> WHAT YOU ARE ASKED TO DO:
Return every line of the listing below unchanged, word for word.
╭─ AVAILABLE DATA
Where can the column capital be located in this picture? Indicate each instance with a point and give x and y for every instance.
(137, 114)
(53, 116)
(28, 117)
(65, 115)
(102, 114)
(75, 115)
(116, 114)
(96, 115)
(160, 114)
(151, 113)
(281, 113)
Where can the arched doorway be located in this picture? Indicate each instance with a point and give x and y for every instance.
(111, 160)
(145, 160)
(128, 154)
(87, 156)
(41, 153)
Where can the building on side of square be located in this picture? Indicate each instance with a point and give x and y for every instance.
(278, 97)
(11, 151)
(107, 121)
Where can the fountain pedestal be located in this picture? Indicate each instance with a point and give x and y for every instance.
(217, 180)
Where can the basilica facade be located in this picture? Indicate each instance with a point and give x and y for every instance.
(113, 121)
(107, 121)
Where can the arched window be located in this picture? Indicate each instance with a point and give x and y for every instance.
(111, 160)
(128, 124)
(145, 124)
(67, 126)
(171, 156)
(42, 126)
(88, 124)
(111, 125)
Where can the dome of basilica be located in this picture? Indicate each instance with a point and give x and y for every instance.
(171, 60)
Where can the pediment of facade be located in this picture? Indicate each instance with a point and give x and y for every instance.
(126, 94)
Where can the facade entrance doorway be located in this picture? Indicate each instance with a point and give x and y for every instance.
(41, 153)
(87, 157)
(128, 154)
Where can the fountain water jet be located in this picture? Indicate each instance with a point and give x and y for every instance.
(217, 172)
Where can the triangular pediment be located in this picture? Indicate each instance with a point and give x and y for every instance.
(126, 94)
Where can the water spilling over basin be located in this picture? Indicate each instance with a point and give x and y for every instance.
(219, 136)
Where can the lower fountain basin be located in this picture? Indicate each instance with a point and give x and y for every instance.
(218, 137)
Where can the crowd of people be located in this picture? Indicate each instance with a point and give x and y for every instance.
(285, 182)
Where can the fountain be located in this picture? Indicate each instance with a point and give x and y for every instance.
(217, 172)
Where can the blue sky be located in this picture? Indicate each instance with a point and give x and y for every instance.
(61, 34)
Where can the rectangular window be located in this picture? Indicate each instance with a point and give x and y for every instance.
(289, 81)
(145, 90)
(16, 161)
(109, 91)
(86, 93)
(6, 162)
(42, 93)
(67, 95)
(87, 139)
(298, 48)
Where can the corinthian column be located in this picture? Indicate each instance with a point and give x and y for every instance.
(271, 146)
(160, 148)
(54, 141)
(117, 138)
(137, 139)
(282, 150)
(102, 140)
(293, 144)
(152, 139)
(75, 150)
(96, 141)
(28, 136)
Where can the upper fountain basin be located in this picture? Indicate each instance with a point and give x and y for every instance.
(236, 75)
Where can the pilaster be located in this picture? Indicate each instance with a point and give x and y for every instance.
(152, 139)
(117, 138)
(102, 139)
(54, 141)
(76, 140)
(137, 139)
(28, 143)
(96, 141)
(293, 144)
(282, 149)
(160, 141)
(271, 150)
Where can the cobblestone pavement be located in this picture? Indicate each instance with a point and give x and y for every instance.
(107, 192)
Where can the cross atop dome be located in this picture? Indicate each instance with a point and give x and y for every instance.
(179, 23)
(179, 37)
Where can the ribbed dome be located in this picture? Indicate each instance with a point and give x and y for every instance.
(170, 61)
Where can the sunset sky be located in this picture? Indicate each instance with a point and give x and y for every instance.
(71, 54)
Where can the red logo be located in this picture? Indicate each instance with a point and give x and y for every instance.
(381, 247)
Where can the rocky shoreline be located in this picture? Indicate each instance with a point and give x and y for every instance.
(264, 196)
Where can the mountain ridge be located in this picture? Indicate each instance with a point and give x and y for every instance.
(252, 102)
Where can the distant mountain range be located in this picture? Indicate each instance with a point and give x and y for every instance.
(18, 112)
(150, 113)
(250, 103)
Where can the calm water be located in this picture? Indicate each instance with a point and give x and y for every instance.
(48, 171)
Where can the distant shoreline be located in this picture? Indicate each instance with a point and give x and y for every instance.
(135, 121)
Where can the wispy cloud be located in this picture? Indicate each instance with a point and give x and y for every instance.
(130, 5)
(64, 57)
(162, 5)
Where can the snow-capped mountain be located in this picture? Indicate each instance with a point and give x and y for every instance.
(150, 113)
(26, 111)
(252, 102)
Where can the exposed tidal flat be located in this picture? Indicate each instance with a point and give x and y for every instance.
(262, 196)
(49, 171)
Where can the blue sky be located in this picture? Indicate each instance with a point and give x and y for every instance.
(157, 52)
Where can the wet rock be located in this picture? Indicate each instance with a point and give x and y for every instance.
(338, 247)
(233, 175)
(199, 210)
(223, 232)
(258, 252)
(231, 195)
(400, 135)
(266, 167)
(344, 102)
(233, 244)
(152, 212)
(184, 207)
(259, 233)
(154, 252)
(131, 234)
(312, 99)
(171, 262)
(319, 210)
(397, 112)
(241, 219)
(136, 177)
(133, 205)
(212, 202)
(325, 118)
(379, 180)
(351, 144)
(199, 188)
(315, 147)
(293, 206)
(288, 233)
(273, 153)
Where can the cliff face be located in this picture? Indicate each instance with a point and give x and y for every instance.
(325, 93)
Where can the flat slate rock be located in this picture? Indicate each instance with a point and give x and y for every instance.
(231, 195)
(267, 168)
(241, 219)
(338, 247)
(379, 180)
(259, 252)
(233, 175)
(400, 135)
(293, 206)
╰─
> EXERCISE SOLUTION:
Where can the column capital be located in this picture? Indicate each instance with a point and give x and y for every instance.
(137, 114)
(53, 116)
(28, 117)
(65, 115)
(102, 114)
(75, 115)
(116, 114)
(96, 115)
(160, 114)
(151, 113)
(281, 113)
Where can the arched doorway be located in this picture? Indicate each instance with a point and give x and y for every instance.
(111, 160)
(145, 160)
(128, 154)
(87, 156)
(41, 153)
Where can the building on side of square be located in this picture? Indicate each instance with a point and give x and y for every instance.
(278, 97)
(11, 151)
(107, 121)
Where can the fountain pedestal be located in this picture? Indicate each instance with a point and give x and y for every instance.
(217, 180)
Where can the basilica facade be located in this picture? Indicate each instance with a point and give x and y for every instance.
(113, 121)
(107, 121)
Where can the arched window be located in this picture? Indicate each instance with a point and give x and y for every instance.
(111, 160)
(128, 124)
(145, 124)
(67, 126)
(171, 156)
(42, 126)
(88, 124)
(111, 125)
Where can the dome of basilica be located in this picture? Indicate each instance with a point and give x and y for every instance.
(171, 60)
Where can the pediment of facade be located in this picture? Indicate each instance with a point and give x and y for every instance.
(126, 94)
Where can the facade entrance doorway be located in this picture? Indicate each instance with a point and give x and y for every instance.
(41, 153)
(87, 157)
(128, 154)
Where can the fountain water jet be located in this picture? Indicate each instance with a point and give x and y for every instance.
(217, 172)
Where can the triangular pediment be located in this picture? Indicate each instance with a point and give x and y for every instance.
(126, 94)
Where can the water spilling over basin be located in this picture? Indicate each instance with a point and give x and y for every instance.
(219, 136)
Where can the lower fountain basin be located in this picture? Indicate each instance with a point and give x and y for every instance.
(218, 137)
Where can the crowd of people be located in this picture? Indicate each instance with a point and give x and y for every instance.
(285, 182)
Where can the fountain be located in this picture? Indicate each instance with a point and give x and y for every instance.
(217, 172)
Where can the blue sky be located in this picture? Indicate each instance with a point and give x and y for every instance.
(61, 34)
Where can the rectangular window be located in this picture? Indicate each instance with a point and give x and y for every instance.
(289, 81)
(145, 90)
(16, 161)
(109, 91)
(86, 93)
(6, 162)
(42, 93)
(67, 95)
(87, 139)
(298, 48)
Where can the corinthian column be located in this picture? Indicate each instance with a point and give x and y for every instance.
(271, 146)
(160, 148)
(54, 141)
(117, 138)
(137, 139)
(282, 150)
(102, 140)
(293, 144)
(152, 139)
(75, 150)
(96, 141)
(28, 136)
Where can the upper fountain basin be located in this picture? Indicate each instance with a point and give x and y for every instance.
(236, 75)
Where can the pilaster be located in this picture? Indicate each instance with a point and give x and y for every instance.
(152, 139)
(117, 138)
(102, 139)
(54, 141)
(76, 140)
(137, 139)
(28, 143)
(96, 141)
(293, 144)
(282, 149)
(160, 141)
(271, 150)
Where can the cobblestone pavement be located in this picture? Indicate each instance with a point and give x and y for every instance.
(107, 192)
Where can the cross atop dome be located in this picture? Indicate each instance with a point and give x and y for every instance.
(179, 23)
(179, 37)
Where can the ribbed dome be located in this picture? Indicate each instance with a point and give x and y for every instance.
(170, 61)
Where can the sunset sky be located in this picture? Indicate each instance with a point and give x and y for every instance.
(71, 54)
Where can the red logo be located in this picture? Indicate each instance with a point and give x and y for every instance.
(381, 247)
Where can the rocky shoreline be located in this picture? Indicate each instance with a point and give x and y for every instance.
(264, 196)
Where can the mountain ridge be located in this picture? Indicate each instance with a point and give x and y for every instance.
(252, 102)
Where can the distant mountain range be located in this picture? Indicate each instance with a point and give x and y for every instance.
(18, 112)
(150, 113)
(250, 103)
Where can the calm water be located in this picture? Indicate each instance with a point and give x and y for every instance.
(48, 171)
Where can the distant shoreline be located in this picture? Indicate each instance with a point and give x and y for every instance.
(135, 121)
Where can the wispy cloud be located in this picture? Indicate each instance with a point and give x and y for every instance.
(130, 5)
(64, 57)
(162, 5)
Where can the snow-capped mountain be located in this picture? Indicate each instance with a point and give x and y for every instance.
(150, 113)
(26, 111)
(252, 102)
Where can the exposed tidal flat be located in this picture? Indicate each instance with a point and give x and y for every instance.
(262, 196)
(49, 171)
Where can the blue sky be located in this picture? Indicate each instance with a point and give x and y for every instance.
(157, 52)
Where can the wet rock be located in this picture? Indicate each instance with a point and give x and y for every instance.
(338, 247)
(233, 175)
(199, 210)
(223, 232)
(258, 252)
(231, 195)
(400, 135)
(266, 167)
(344, 102)
(233, 244)
(152, 212)
(184, 207)
(259, 233)
(154, 252)
(131, 234)
(312, 99)
(171, 262)
(319, 210)
(397, 112)
(241, 219)
(136, 177)
(133, 205)
(212, 202)
(325, 118)
(379, 180)
(351, 144)
(199, 188)
(315, 147)
(293, 206)
(288, 233)
(273, 153)
Where can the cliff face be located in this picture? Indicate each instance with a point and give x and y for every instance.
(325, 93)
Where can the flat slate rock be located in this picture? Indicate each instance with a point and give x and y for every instance.
(231, 195)
(267, 168)
(241, 219)
(338, 247)
(379, 180)
(259, 252)
(233, 175)
(400, 135)
(293, 206)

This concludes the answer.